>> Begin Input rows
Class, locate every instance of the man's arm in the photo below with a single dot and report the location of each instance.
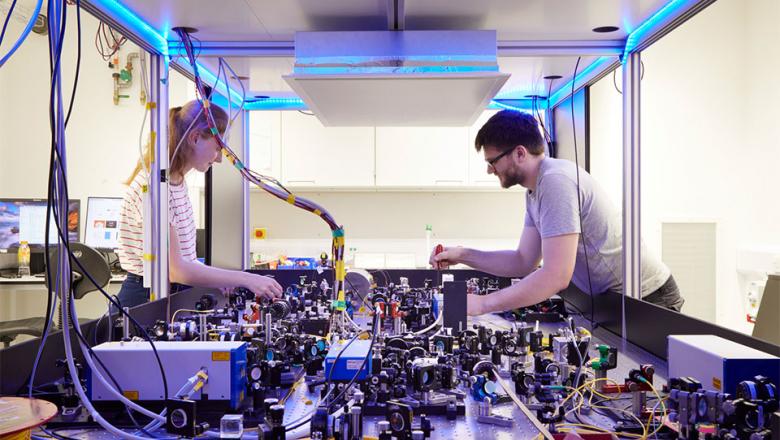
(560, 255)
(508, 263)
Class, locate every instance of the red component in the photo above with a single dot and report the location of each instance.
(255, 316)
(437, 250)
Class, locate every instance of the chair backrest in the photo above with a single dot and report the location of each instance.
(93, 263)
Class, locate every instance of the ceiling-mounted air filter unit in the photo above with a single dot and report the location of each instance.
(396, 78)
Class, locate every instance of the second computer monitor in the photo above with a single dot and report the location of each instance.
(102, 224)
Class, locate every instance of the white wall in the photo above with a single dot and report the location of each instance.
(390, 222)
(709, 136)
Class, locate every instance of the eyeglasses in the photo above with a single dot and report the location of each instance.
(493, 161)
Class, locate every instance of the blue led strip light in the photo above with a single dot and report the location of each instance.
(663, 14)
(133, 22)
(522, 105)
(582, 77)
(276, 104)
>> End Input rows
Task brief:
Rewrite the records from the line that contains "Class, locate every instance of the second" through the end of the records, keeping the requests unchanged. In the answers, multiply every point coordinate by 0.3 and round it to a whole number, with halves rounded up.

Completed task:
Class, locate every instance of the second computer monitor in the photo above with a single dot and report the location of each instance.
(31, 67)
Class, locate every instance of the white wall in the photo above with a single dot and report the location of each instance.
(117, 67)
(213, 41)
Class, locate every instance of the eyeglasses in the photo above with a single dot and report the location of each instance.
(148, 48)
Class, locate every instance of the blue led strip light in the photo above with a single dot and report the location of each instance.
(199, 4)
(40, 7)
(157, 32)
(175, 23)
(83, 31)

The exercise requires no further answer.